German chemist (1834–1910)

Jacob Volhard (4 June 1834 - 14 January 1910) was the German chemist who discovered, together with his student Hugo Erdmann, the Volhard–Erdmann cyclization reaction. He was also responsible for the improvement of the Hell–Volhard–Zelinsky halogenation.

From 1852 to 1855 he studied chemistry at the University of Giessen, and afterwards, furthered his education at Heidelberg University. For two years he worked as an assistant under Justus von Liebig at the Ludwig-Maximilians-Universität München, and from 1860 to 1861 studied with August Wilhelm von Hofmann in London. In 1863, he obtained his habilitation at the Ludwig-Maximilians-Universität München, where he subsequently became an associate professor. In the meantime, he worked in the Institute of Plant Physiology at the Bavarian Academy of Sciences (1865–76). In 1879, he was named a professor of organic chemistry at the University of Erlangen, then in 1882 relocated to the University of Halle, where he served as a professor up until 1908.

## ENTRIES SUPPLIED

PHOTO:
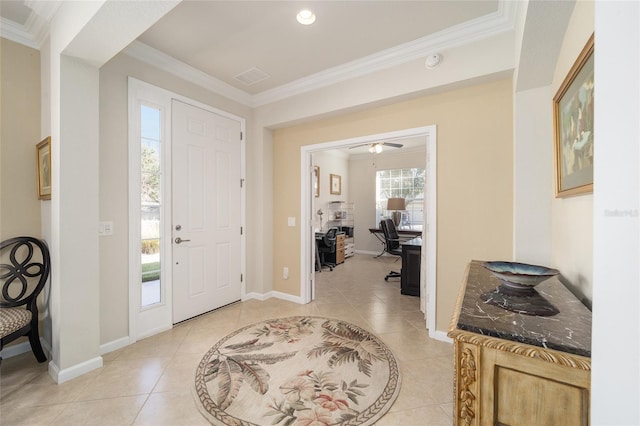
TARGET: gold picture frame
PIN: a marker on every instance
(43, 168)
(335, 184)
(573, 127)
(316, 181)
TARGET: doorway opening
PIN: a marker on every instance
(428, 260)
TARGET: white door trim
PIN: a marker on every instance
(140, 91)
(429, 249)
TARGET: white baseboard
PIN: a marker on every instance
(115, 345)
(287, 297)
(255, 296)
(24, 347)
(61, 376)
(440, 335)
(273, 294)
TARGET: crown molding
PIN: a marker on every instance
(18, 33)
(151, 56)
(36, 30)
(490, 25)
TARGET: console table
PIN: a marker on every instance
(513, 368)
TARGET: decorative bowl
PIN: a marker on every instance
(520, 275)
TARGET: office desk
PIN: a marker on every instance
(403, 233)
(410, 274)
(337, 256)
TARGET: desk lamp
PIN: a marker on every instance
(396, 205)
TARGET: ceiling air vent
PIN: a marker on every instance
(252, 76)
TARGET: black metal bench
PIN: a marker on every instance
(23, 274)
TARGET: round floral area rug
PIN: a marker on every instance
(297, 371)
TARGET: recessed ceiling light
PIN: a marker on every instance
(306, 17)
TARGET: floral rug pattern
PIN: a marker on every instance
(297, 371)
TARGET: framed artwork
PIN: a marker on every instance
(43, 168)
(316, 181)
(573, 127)
(335, 184)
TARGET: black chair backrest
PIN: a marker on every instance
(24, 270)
(390, 234)
(330, 237)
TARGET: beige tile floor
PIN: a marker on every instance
(148, 383)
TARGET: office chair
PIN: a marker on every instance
(327, 244)
(391, 243)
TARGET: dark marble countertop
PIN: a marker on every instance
(568, 330)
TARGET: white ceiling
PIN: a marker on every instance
(227, 38)
(222, 39)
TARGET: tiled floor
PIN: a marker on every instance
(148, 383)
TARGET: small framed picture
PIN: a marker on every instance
(43, 168)
(335, 184)
(573, 127)
(316, 181)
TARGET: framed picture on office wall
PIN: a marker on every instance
(43, 169)
(316, 181)
(573, 127)
(335, 183)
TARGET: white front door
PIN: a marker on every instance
(206, 205)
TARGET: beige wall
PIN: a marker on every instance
(475, 178)
(572, 218)
(19, 134)
(114, 285)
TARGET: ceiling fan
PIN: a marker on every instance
(376, 147)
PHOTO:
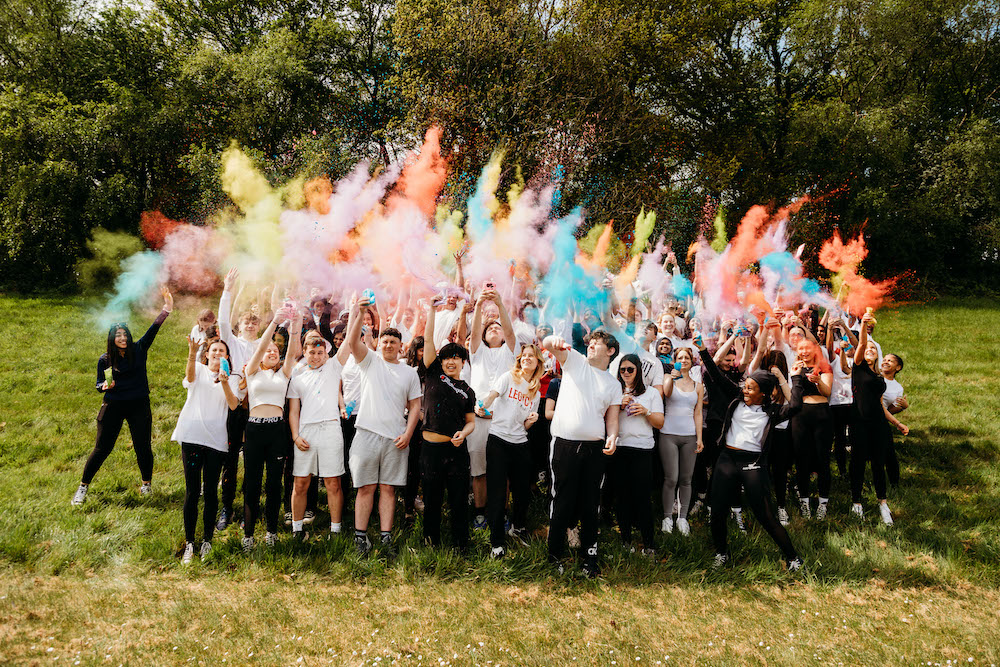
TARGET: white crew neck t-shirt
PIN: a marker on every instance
(385, 390)
(203, 418)
(318, 390)
(511, 407)
(585, 395)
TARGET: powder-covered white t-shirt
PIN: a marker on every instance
(511, 407)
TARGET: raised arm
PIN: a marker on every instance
(253, 364)
(430, 354)
(189, 370)
(353, 335)
(294, 350)
(168, 305)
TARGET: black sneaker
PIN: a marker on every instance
(363, 544)
(388, 550)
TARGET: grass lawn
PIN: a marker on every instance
(103, 583)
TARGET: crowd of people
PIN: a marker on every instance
(481, 400)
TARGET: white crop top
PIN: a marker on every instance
(267, 388)
(679, 412)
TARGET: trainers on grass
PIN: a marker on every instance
(188, 553)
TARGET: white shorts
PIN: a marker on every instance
(476, 443)
(376, 460)
(325, 456)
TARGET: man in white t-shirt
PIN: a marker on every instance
(491, 354)
(378, 457)
(584, 430)
(314, 418)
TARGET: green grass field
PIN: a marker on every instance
(104, 584)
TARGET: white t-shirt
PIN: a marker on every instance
(488, 364)
(635, 431)
(893, 390)
(678, 414)
(747, 428)
(318, 390)
(841, 393)
(203, 418)
(510, 408)
(585, 395)
(385, 391)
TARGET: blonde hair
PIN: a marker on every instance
(535, 381)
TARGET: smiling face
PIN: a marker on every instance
(390, 346)
(493, 335)
(216, 352)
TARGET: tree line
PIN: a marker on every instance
(884, 112)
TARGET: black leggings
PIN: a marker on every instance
(841, 419)
(632, 470)
(731, 471)
(577, 476)
(445, 466)
(236, 424)
(265, 448)
(780, 455)
(202, 466)
(109, 425)
(507, 462)
(869, 442)
(812, 435)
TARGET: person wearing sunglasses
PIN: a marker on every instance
(632, 467)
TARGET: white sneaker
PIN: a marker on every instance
(740, 523)
(188, 553)
(883, 509)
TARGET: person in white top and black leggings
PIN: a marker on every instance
(751, 415)
(201, 431)
(584, 432)
(266, 432)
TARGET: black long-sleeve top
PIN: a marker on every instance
(130, 379)
(733, 395)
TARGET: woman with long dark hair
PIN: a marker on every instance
(632, 464)
(121, 378)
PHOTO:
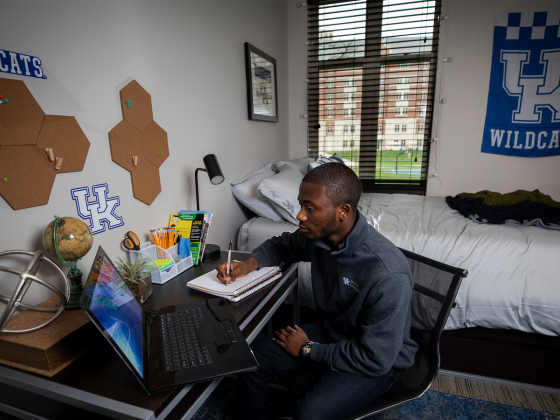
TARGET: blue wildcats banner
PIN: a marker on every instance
(523, 113)
(22, 64)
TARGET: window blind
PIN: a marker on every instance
(372, 66)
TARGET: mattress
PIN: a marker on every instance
(514, 272)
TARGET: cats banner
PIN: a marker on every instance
(523, 112)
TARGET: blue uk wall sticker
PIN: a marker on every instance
(523, 113)
(22, 64)
(100, 213)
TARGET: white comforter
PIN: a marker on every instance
(514, 272)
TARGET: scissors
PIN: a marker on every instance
(131, 242)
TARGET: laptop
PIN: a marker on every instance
(166, 347)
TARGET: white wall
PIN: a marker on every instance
(190, 57)
(461, 165)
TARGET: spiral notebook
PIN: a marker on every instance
(240, 288)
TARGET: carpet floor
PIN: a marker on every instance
(434, 405)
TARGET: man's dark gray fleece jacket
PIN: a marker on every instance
(362, 293)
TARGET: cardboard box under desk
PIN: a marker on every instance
(50, 349)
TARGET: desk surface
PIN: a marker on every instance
(99, 385)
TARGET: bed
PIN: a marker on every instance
(507, 320)
(513, 280)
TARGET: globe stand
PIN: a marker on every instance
(75, 275)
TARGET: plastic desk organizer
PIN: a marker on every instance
(154, 252)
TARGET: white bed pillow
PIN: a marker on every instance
(246, 191)
(282, 190)
(299, 164)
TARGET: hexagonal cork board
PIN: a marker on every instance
(67, 140)
(26, 177)
(136, 104)
(146, 184)
(21, 116)
(139, 135)
(26, 173)
(154, 139)
(126, 142)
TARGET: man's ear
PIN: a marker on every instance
(344, 211)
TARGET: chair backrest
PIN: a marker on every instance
(435, 289)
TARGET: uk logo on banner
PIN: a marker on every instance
(523, 113)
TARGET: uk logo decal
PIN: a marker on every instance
(99, 211)
(523, 112)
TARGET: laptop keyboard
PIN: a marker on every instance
(183, 343)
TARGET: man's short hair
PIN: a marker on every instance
(341, 183)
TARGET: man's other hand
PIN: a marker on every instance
(237, 270)
(291, 339)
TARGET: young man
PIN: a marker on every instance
(362, 288)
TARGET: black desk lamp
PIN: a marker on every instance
(216, 177)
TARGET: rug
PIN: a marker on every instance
(432, 406)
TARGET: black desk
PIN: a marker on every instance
(99, 386)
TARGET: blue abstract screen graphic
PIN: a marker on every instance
(523, 112)
(116, 309)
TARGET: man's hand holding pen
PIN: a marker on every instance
(237, 270)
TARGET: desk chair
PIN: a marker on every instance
(436, 286)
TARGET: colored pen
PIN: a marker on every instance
(229, 257)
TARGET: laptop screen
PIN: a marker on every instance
(118, 314)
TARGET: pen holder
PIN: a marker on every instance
(154, 253)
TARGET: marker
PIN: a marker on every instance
(229, 258)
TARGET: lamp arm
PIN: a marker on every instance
(196, 182)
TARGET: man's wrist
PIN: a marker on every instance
(305, 350)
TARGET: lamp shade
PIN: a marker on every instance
(213, 168)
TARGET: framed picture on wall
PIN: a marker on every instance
(262, 94)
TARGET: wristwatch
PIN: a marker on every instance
(305, 351)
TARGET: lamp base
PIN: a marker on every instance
(211, 251)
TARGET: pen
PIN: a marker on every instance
(229, 257)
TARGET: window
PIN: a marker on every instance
(372, 39)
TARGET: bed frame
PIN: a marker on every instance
(508, 355)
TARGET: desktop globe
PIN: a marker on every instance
(69, 239)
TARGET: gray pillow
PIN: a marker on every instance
(299, 164)
(245, 191)
(282, 190)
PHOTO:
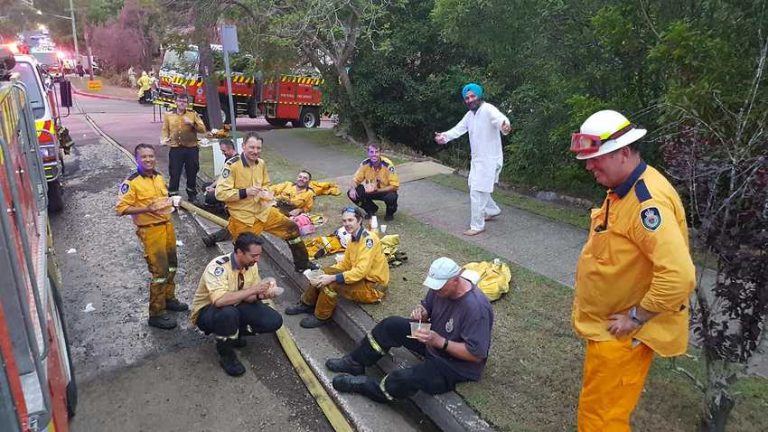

## QUESTIONS TO ANSWER
(a) According to the biography of Jacob Volhard, where was he named a professor of organic chemistry in 1879?
(b) Name every university mentioned in the biography of Jacob Volhard.
(c) Reproduce word for word the part of the biography of Jacob Volhard starting at "From 1852 to" and ending at "up until 1908.".

## RESPONSES FOR EACH TASK
(a) The University of Erlangen.

(b)
University of Giessen
Heidelberg University
Ludwig-Maximilians-Universität München
University of Erlangen
University of Halle

(c)
From 1852 to 1855 he studied chemistry at the University of Giessen, and afterwards, furthered his education at Heidelberg University. For two years he worked as an assistant under Justus von Liebig at the Ludwig-Maximilians-Universität München, and from 1860 to 1861 studied with August Wilhelm von Hofmann in London. In 1863, he obtained his habilitation at the Ludwig-Maximilians-Universität München, where he subsequently became an associate professor. In the meantime, he worked in the Institute of Plant Physiology at the Bavarian Academy of Sciences (1865–76). In 1879, he was named a professor of organic chemistry at the University of Erlangen, then in 1882 relocated to the University of Halle, where he served as a professor up until 1908.